Work to complete:
(1) From the Canon 5D Mark III article below, extract the passage starting with "Canon announce the" and going on through "needed to react.".
(2) Gather every line of the records below that contains the string "strip", with case counting.

Text to read:
◇ ◇ ◇
Canon announce the 5D Mark III – EOSHD takes a first look
I thought I would die before this camera was released.
Continued strong sales of the 5D Mark II put paid to a revolution for the line, or an earlier release date. So the 5D Mark III is a very evolutionary camera. If it isn’t broke – don’t fix it. People do tend to forget what a power house the 5D Mark II was for video, and especially stills and many current owners are well satisfied.
However with Nikon bringing out updates for their chief rivals for the premium Canon DSLRs, Canon needed to react.
Full frame video
Usually I criticise Canon heavily for being too reactionary and evolutionary rather than revolutionary like Apple and leading the market with new ideas and taking risks.
This time I am going to be lenient on it simply for the fact that shooting a film with this $3500 DSLR is going to be a dream. All I ever wanted from a full frame sensor was better video image quality with no moire or aliasing and true 1080 lines of resolution and now I have got it, big time. The thought of shooting with this camera fills me with happiness.
Street date – End of March. Price $3500 body only. Europe pricing TBA.
Let us take a look at what it has to offer.
Some aspects of the 5D Mark 3 are controversial
There’s speculation that with so many amateurs and aspiring professionals (of both the stills and video variety!) having access to high quality gear for next to nothing and producing great results, that pros told Canon that the price point of the high end gear should go up, and that Canon agreed – at least to put some clear water between pro gear and the mid-range again. $3500 for the body only is certainly more than the 5D Mark II’s launch price in 2008 of $2699.
However since then, Japan’s economy has almost collapsed and their currency, the Yen has risen against the USD, GBP and Euro making their exports far less competitive. Most of the price increase is due to this, as well as Canon’s firm belief that they can sell a camera of this calibre for a lot more than $2699. At that price the 5D Mark II was never left sitting on the shelves, not once.
$3500 compares favourably to the cheaper Nikon D800 because you are getting far better video quality. It also compares favourably to the $5000 Sony FS100 because you are getting a full frame sensor and a much more compact, ergonomic body for less money – and that camera is considered a bargain in pro terms any way.
Conservative evolution, megapixel count
There are some aspects of the 5D Mark III, which given the nearly 4 year gestation period are extremely puzzling. The megapixel count increase of 1MP is understandable for low light shooters but there is a growing clamour for Nikon D800 style super megapixel cameras in the 36MP region, which Canon has yet to respond to. With the merging of the 1DS into the 1D X, Canon badly need a 36MP+ 5D X to fill the gap for these people. As primarily a video and low light shooter, this is not something that concerns me. I am really happy that the 5D Mark III has been reigned back at 22MP for a cleaner, less noisy image in low light.
◇ ◇ ◇
Record set:
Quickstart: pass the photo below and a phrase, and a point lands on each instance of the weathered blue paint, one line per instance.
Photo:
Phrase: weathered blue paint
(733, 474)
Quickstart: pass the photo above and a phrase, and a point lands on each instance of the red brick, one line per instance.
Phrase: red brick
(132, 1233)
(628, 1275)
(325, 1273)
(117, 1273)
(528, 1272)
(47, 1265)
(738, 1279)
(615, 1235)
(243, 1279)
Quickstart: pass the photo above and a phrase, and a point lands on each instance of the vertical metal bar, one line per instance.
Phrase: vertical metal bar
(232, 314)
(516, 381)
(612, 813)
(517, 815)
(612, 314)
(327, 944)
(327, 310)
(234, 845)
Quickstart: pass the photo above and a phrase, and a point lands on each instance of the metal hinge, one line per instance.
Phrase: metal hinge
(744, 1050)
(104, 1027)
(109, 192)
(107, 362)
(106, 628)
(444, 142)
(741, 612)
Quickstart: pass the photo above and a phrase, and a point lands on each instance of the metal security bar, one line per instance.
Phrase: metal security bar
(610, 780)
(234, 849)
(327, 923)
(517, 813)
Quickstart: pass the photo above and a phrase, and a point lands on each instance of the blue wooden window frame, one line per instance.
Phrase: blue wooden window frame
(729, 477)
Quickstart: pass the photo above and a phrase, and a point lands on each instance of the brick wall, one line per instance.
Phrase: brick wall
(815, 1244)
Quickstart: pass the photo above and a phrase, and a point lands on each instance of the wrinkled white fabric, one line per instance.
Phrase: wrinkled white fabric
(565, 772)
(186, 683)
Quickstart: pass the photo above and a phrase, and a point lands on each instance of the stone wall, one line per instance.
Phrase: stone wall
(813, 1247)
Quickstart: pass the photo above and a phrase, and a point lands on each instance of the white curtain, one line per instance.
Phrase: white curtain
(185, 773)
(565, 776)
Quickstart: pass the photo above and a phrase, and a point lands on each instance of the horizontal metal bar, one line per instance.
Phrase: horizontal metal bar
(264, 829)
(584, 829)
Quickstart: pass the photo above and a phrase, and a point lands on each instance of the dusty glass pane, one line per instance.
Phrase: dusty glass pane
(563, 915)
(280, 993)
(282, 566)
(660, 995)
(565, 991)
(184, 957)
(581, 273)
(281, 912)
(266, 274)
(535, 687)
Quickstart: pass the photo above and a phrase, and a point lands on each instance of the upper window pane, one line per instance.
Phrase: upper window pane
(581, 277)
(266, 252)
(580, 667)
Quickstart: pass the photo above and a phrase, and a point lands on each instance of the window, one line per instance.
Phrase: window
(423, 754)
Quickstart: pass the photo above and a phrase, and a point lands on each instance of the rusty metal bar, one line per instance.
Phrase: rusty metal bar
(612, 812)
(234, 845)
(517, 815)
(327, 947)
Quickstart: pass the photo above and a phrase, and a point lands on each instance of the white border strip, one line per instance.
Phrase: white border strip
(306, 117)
◇ ◇ ◇
Worked answers:
(1)
Canon announce the 5D Mark III – EOSHD takes a first look
I thought I would die before this camera was released.
Continued strong sales of the 5D Mark II put paid to a revolution for the line, or an earlier release date. So the 5D Mark III is a very evolutionary camera. If it isn’t broke – don’t fix it. People do tend to forget what a power house the 5D Mark II was for video, and especially stills and many current owners are well satisfied.
However with Nikon bringing out updates for their chief rivals for the premium Canon DSLRs, Canon needed to react.

(2)
Quickstart: pass the photo above and a phrase, and a point lands on each instance of the white border strip, one line per instance.
Phrase: white border strip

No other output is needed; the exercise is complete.